◆ **Exercise prompt**:
Resume the passage below on doping magnetic semiconductors and antiferromagnetic insulators, picking up right after its last sentence.

◆ **Extract provided**:
#####

In spintronics, it is still a challenge in experiments to realize room temperature ferromagnetic (FM) semiconductors. The Curie temperature T_C of intrinsic two- and three-dimensional FM semiconductors are still far below the room temperature^{1,2,3,4,5,6,7,8,9}, which largely limit their applications.

Doping is an effective approach to control the physical properties of materials. By doping a small amount of magnetic impurities into non-magnetic semiconductors, the magnetic properties of the materials can be dramatically improved, these materials are called dilute magnetic semiconductors (DMS)^{10,11,12,13,14,15,16,17}. For the classic DMS (Ga, Mn)As its highest T_C can reach 200 K¹⁸. High T_C DMSs have been reported in recent experiments, such as T_C = 230 K in (Ba, K)(Zn, Mn)₂As₂ with 15% doping of Mn^19,20, T_C = 340 K in (Ga, Fe)Sb with 25% doping of Fe²¹, T_C = 385 K in (In, Fe)Sb with 35% doping of Fe²², T_C = 280 K in (Si_0.25Ge_0.75, Mn) with 5% doping of Mn²³, etc.

In contrast to DMS, there are also some studies on the magnetic impurities doped antiferromagnetic (AFM) insulators and semiconductors in experiments. Some AFM insulators and semiconductors with high Neel temperature T_N have been obtained experimentally, as shown in Table 1^{24,25,26,27,28,29,30,31,32,33,34,35,36,37,38,39}. Being a high T_N AFM insulator, LaFeO₃ has attracted a lot of attention due to its interesting properties. LaFeO₃ has a perovskite structure with chemical formula of ABO₃^24,25,26. A high T_N = 740 K has been observed in LaFeO₃²⁶, where the magnetic ground state is G-AFM with intralayer and interlayer AFM order. LaFeO₃ has a large optical band gap of 2.05–2.51 eV in experiments^27,40. Room temperature ferroelectricity of LaFeO₃ has also been observed⁴¹. In addition, the doped LaFeO₃ has also been studied, such as (La, X)FeO₃ with x = Sr⁴², Al⁴³, Bi^44,45, Ca⁴⁶, Ba⁴⁶, and La(Fe, D)O₃ with D = Mo⁴⁷, Ni⁴⁸, Cr^49,50,51,52, Ti^40,53,54, Zn^27,55, Cu⁵⁶, Mn⁵⁷, Mg⁵⁸, Co⁵⁹, etc. It shows a high tolerance to impurities, the doping concentration at both La and Fe sites could reach to about 50%. Some magnetic impurities doped AFM insulators and semiconductors with high T_N are shown in Table 2. The experimental studies of La(Fe_1−xD_x)O₃^{27,40,47,48,49,50,51,52,53,54,55,56,57}, Bi(Fe_1−xD_x)O₃^{60,61,62,63,64,65}, and (Ni_1−xD_x)O^66,67,68,69 have shown very tiny net magnetic moments, although the high concentrations of magnetic impurities can be realized.

#####

◆ **Exercise data**:
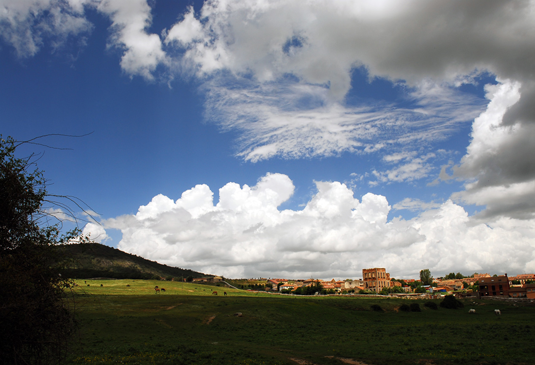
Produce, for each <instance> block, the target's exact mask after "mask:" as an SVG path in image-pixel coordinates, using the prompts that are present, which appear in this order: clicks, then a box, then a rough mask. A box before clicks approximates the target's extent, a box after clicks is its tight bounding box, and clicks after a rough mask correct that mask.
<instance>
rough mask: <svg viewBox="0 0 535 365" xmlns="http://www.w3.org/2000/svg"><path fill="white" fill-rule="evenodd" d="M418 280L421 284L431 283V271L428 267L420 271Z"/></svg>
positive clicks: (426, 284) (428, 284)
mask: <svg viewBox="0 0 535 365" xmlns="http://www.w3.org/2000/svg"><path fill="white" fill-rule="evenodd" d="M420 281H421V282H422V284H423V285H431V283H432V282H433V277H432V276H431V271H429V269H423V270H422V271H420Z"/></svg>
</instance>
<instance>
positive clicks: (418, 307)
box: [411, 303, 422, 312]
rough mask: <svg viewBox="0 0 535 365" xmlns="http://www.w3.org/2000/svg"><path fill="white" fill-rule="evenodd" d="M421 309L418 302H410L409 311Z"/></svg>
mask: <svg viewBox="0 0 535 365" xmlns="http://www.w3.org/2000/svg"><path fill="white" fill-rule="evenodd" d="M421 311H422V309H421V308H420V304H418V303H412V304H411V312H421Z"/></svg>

#####

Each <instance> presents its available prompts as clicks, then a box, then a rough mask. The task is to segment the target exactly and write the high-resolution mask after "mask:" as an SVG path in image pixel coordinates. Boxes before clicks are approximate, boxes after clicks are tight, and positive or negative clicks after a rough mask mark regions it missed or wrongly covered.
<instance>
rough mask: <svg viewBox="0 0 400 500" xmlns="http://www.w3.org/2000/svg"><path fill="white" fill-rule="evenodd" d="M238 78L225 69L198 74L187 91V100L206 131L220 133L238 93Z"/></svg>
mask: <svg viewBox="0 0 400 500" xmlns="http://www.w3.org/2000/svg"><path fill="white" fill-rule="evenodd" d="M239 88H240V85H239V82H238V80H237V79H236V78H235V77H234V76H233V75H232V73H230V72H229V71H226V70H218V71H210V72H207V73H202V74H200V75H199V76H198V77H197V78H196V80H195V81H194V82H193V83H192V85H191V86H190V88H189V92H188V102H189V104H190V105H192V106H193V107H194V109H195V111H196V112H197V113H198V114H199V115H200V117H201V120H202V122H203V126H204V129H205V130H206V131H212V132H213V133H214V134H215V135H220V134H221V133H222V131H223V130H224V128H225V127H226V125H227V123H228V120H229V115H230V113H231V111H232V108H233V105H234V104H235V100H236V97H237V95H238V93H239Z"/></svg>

#####

◆ **Task answer**:
Table 1 Some antiferromagnetic (AFM) insulators and semiconductors with high Neel temperatrue T_N in experiments

Table 2 Some magnetic impurities doped AFM insulators and semiconductors with high T_N

As shown in Table 2, there is an increase of net magnetic moment in AFM materials after doping, which was explained as the formation of clusters^49,50,52,55, enhancement of interface effects^40,52,53, change of magnetic coupling^50,51,52,56, etc. However, their net magnetic moment is still negligible, which can be understood from the symmetry of spin up and down sublattices of AFM host materials. As shown in Fig. 1, magnetic impurities were equally doped into the spin up and down sublattices of the AFM materials, resulting in zero net magnetic moment. On the other hand, as shown in Table 2, only a few theoretical studies focus on the magnetic impurities doped AFM insulators and semiconductors, and nearly have not discussed the theoretical results of magnetic properties, such as T_N^{70,71,72,73,74,75}. Is there a way to break the symmetry of spin up and down sublattices of AFM host materials?

Fig. 1

Schematic diagram of spin-independent doping (left) with zero net magnetic moment and spin-dependent doping (right) with non-zero net magnetic moment, for the antiferromagnetic (AFM) materials doped with magnetic impurities.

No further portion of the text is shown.